● GOAL OF THE EXERCISE: Each entry must be given again exactly; images do not belong in the copy.

-- start of ENTRIES PROVIDED --

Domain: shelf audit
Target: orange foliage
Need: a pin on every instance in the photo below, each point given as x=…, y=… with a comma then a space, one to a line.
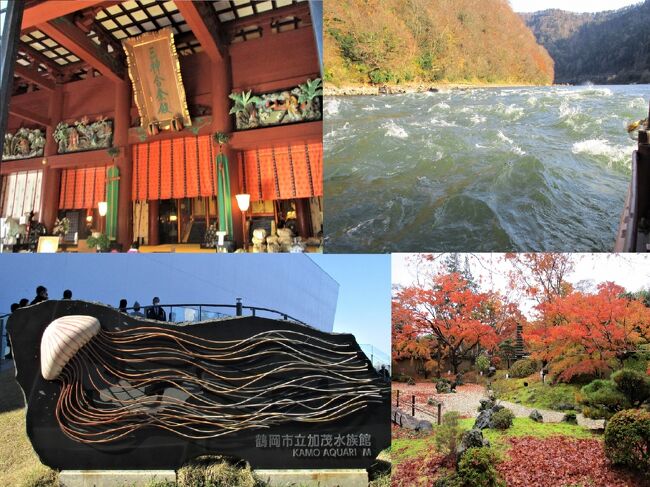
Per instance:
x=582, y=333
x=449, y=312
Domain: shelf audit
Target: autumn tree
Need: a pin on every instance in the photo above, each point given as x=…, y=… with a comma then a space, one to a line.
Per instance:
x=582, y=334
x=542, y=277
x=451, y=313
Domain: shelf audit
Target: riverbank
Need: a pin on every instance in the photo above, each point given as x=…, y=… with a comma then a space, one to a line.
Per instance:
x=373, y=90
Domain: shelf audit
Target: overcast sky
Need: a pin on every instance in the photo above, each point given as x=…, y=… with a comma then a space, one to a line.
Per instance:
x=572, y=5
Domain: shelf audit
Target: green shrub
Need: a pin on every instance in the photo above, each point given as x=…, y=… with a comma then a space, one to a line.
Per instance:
x=216, y=472
x=523, y=368
x=502, y=419
x=482, y=363
x=448, y=433
x=601, y=399
x=627, y=439
x=476, y=469
x=635, y=385
x=443, y=386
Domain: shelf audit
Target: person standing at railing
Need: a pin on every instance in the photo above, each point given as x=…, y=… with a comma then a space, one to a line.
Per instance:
x=136, y=310
x=41, y=295
x=156, y=312
x=9, y=355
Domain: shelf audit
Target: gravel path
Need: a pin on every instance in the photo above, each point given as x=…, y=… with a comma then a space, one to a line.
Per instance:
x=466, y=401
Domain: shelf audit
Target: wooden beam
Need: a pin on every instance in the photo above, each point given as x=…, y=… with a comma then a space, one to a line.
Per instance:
x=37, y=58
x=46, y=11
x=33, y=76
x=300, y=10
x=63, y=31
x=205, y=25
x=29, y=116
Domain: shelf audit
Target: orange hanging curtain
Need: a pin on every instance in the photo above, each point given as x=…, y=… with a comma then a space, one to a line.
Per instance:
x=284, y=172
x=82, y=188
x=176, y=168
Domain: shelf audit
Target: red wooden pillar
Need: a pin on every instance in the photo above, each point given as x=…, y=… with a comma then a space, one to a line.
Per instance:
x=123, y=162
x=154, y=214
x=303, y=215
x=222, y=122
x=51, y=182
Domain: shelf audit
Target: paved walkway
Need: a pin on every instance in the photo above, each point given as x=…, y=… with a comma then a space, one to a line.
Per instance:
x=466, y=401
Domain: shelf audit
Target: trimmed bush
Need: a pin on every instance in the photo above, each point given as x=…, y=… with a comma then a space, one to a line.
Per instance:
x=634, y=384
x=627, y=439
x=482, y=363
x=449, y=433
x=601, y=399
x=502, y=419
x=523, y=368
x=443, y=386
x=476, y=469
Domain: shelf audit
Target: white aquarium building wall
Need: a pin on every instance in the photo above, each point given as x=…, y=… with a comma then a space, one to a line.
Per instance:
x=290, y=283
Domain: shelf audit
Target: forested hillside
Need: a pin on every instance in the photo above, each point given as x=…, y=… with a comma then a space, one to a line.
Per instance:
x=608, y=47
x=398, y=41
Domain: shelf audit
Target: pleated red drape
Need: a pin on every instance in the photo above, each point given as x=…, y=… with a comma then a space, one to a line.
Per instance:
x=171, y=169
x=291, y=171
x=82, y=188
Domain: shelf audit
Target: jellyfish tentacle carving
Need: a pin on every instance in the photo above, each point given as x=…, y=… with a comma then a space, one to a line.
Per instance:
x=113, y=391
x=114, y=383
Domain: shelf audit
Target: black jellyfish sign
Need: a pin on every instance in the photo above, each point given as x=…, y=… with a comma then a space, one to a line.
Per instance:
x=109, y=390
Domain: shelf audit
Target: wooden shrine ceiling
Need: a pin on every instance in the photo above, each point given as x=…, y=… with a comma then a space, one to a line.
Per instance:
x=87, y=42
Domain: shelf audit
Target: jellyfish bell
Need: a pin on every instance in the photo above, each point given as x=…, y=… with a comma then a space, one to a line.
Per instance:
x=62, y=339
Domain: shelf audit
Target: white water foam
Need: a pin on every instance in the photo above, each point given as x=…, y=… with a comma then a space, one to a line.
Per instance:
x=394, y=130
x=442, y=123
x=602, y=147
x=477, y=119
x=513, y=147
x=332, y=106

-- end of ENTRIES PROVIDED --

● FULL ANSWER:
Domain: shelf audit
Target: orange foliage
Need: a pin on every instance in the photo below, each point given as x=…, y=… with a comma then a space, one to a line.
Per instance:
x=582, y=333
x=449, y=312
Domain: shelf audit
Target: autumn tree
Need: a pin on every instance in the photo above, each point given as x=…, y=… with a comma then a space, one to a line.
Per instance:
x=582, y=334
x=542, y=277
x=451, y=313
Domain: shelf audit
Target: riverbank
Need: a pin on every instance in the photo above, each point given as x=…, y=… with a comma then a space, one to a line.
Per instance:
x=373, y=90
Domain: shelf audit
Target: overcast sky
Need: a pin on every instance in the photo above, each point given as x=…, y=… with a comma then a space, one to a line.
Per instance:
x=572, y=5
Domain: shelf audit
Target: green shrub
Need: a pin on every instance in the photo above, each point given as x=…, y=… with a comma then a space, one to a line.
Per instance:
x=216, y=472
x=523, y=368
x=502, y=419
x=482, y=363
x=448, y=433
x=601, y=399
x=627, y=439
x=476, y=469
x=635, y=385
x=443, y=386
Domain: shelf audit
Target: person standing at railing
Need: a pin on every instance in the photo above, each point given as x=…, y=… with a comma then a space, one to a line.
Per instance:
x=136, y=310
x=41, y=295
x=156, y=312
x=9, y=355
Domain: shelf audit
Target: gravel path
Need: a pin on every instance in the photo above, each point given as x=…, y=… with a comma then a space, one to a line.
Per instance:
x=466, y=401
Domain: shelf audit
Target: wooden beam
Need: a pin on every instance in the photo above, each point given as x=…, y=… with a comma then a space, one to a line.
Per instance:
x=37, y=58
x=46, y=11
x=33, y=76
x=300, y=10
x=63, y=31
x=205, y=25
x=29, y=116
Domain: shelf audit
Target: orange hanging curtain
Need: a pin on every instance in the photo above, each point given as x=…, y=… with a comma then a space, one to a line.
Per instance:
x=284, y=172
x=82, y=188
x=176, y=168
Domain: shelf audit
Target: red wooden pillar
Need: a pin on every instance in the photo above, each point given as x=…, y=… with a comma then a space, one to a line.
Per instance:
x=123, y=162
x=154, y=214
x=303, y=215
x=222, y=122
x=51, y=182
Domain: shelf audit
Target: paved walkway
Need: a pin on every instance in the photo above, each point given as x=…, y=… with a comma then a space, one to a line.
Per instance:
x=466, y=401
Domain: shelf audit
Target: trimmed bush
Need: a pin on every instance in the photo above, each point given as x=…, y=… with a comma then a space, one to a line.
Per instance:
x=634, y=384
x=627, y=439
x=482, y=363
x=449, y=433
x=601, y=399
x=502, y=419
x=523, y=368
x=443, y=386
x=476, y=469
Domain: shelf audit
Target: white aquarium building wall
Need: a pin on every instance in the photo above, each point given as x=…, y=… with a comma then a space, one to a line.
Per instance:
x=290, y=283
Domain: shelf audit
Target: forested hillside
Need: a pin on every instance in the photo above, each point given as x=…, y=… with a comma then a space, one to a line.
Per instance:
x=608, y=47
x=398, y=41
Domain: shelf audit
Target: pleated red drape
Need: a pin on every instance in the photo above, each point given as x=…, y=… with a comma then a space, one to a line.
Per instance:
x=171, y=169
x=291, y=171
x=82, y=188
Domain: shelf audit
Target: jellyfish tentacle carving
Need: a pin on every instance in the photo above, each point given as x=…, y=… with a comma then a space, one to a line.
Per instance:
x=113, y=391
x=114, y=383
Domain: shelf audit
Target: black jellyfish sign
Need: a pin on every instance in the photo above, each point given as x=…, y=… with a comma then a space, one to a line.
Per instance:
x=109, y=390
Domain: shelf audit
Target: wooden shrine ceiling
Need: a pin on every instance in the photo above, each point given as x=…, y=… with a comma then a space, one to a line.
Per instance:
x=87, y=42
Domain: shelf audit
Target: jellyfish bell
Need: a pin on every instance in the photo above, each point given as x=…, y=… with a comma then a space, one to a line.
Per instance:
x=62, y=339
Domain: shelf audit
Target: white water foam
Need: a pin on every instance in the photo above, each point given as x=…, y=… with a comma then a space, one to a line.
Per instance:
x=394, y=130
x=442, y=123
x=602, y=147
x=477, y=119
x=513, y=147
x=332, y=106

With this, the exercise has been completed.